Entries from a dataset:
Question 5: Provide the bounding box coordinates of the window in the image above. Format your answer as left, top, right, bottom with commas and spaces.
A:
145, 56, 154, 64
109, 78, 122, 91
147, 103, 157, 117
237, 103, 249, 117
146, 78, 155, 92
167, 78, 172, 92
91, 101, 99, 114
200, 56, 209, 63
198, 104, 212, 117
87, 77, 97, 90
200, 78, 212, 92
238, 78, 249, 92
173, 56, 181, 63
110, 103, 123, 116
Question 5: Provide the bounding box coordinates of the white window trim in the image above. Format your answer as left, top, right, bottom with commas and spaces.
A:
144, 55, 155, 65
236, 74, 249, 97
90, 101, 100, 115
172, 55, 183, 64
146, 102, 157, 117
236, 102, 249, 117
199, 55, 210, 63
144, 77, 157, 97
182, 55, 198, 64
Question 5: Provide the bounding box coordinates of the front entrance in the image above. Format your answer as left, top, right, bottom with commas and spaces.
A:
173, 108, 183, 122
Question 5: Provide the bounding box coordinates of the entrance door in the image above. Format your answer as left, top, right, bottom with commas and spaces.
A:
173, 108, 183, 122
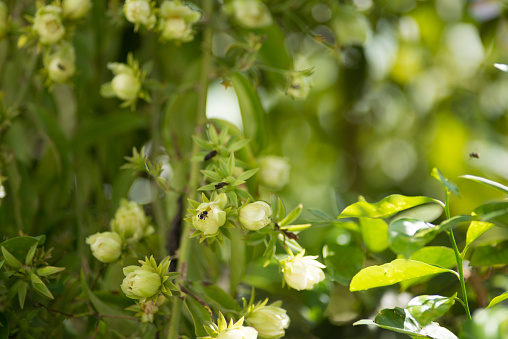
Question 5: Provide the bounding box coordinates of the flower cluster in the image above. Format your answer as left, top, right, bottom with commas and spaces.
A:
123, 0, 201, 43
101, 54, 151, 109
120, 256, 178, 302
86, 200, 155, 263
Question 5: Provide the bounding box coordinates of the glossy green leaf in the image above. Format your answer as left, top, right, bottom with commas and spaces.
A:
407, 295, 455, 326
353, 307, 458, 339
279, 204, 303, 226
388, 218, 438, 258
430, 167, 460, 197
470, 240, 508, 266
466, 221, 494, 247
185, 295, 212, 337
30, 273, 54, 299
487, 291, 508, 308
349, 259, 457, 292
323, 244, 365, 285
359, 218, 390, 253
338, 194, 442, 219
460, 174, 508, 193
400, 246, 457, 290
1, 246, 23, 268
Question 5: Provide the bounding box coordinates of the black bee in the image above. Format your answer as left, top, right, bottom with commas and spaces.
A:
215, 182, 229, 190
205, 150, 217, 161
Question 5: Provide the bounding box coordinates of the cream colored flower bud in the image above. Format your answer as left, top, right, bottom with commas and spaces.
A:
123, 0, 156, 29
120, 266, 162, 299
45, 44, 76, 82
258, 155, 290, 191
86, 232, 122, 263
238, 201, 272, 231
62, 0, 92, 20
232, 0, 272, 28
32, 5, 65, 44
192, 193, 227, 236
286, 73, 311, 100
281, 251, 326, 291
159, 1, 201, 42
111, 199, 155, 242
217, 326, 258, 339
0, 1, 9, 41
245, 306, 290, 339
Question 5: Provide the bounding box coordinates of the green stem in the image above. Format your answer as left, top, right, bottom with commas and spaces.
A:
445, 188, 471, 319
167, 0, 213, 339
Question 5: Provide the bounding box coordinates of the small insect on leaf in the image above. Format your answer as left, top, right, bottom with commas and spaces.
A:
205, 150, 217, 161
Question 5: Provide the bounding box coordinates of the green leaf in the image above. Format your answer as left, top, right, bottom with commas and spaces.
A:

Written instruction. Rescale the lines starting at the one containing "Question 5: Provide the bounding box coordinates of the cream" and ending at the one containing "192, 193, 227, 236", writing them all out again with the request text unchanged. Multiply every bounding box coordinate in the answers by 1.3 and round each to a whole number, with halves rounding up.

Answer to this task.
Question 5: Provide the bounding box coordinates of the cream colored flower bud in the image above. Format your answer as left, top, right, bottom with commas and spaces.
A:
160, 0, 203, 38
156, 346, 211, 389
59, 57, 99, 107
335, 202, 377, 248
112, 302, 159, 342
309, 261, 354, 300
81, 0, 120, 26
302, 0, 354, 36
42, 7, 85, 57
250, 251, 295, 307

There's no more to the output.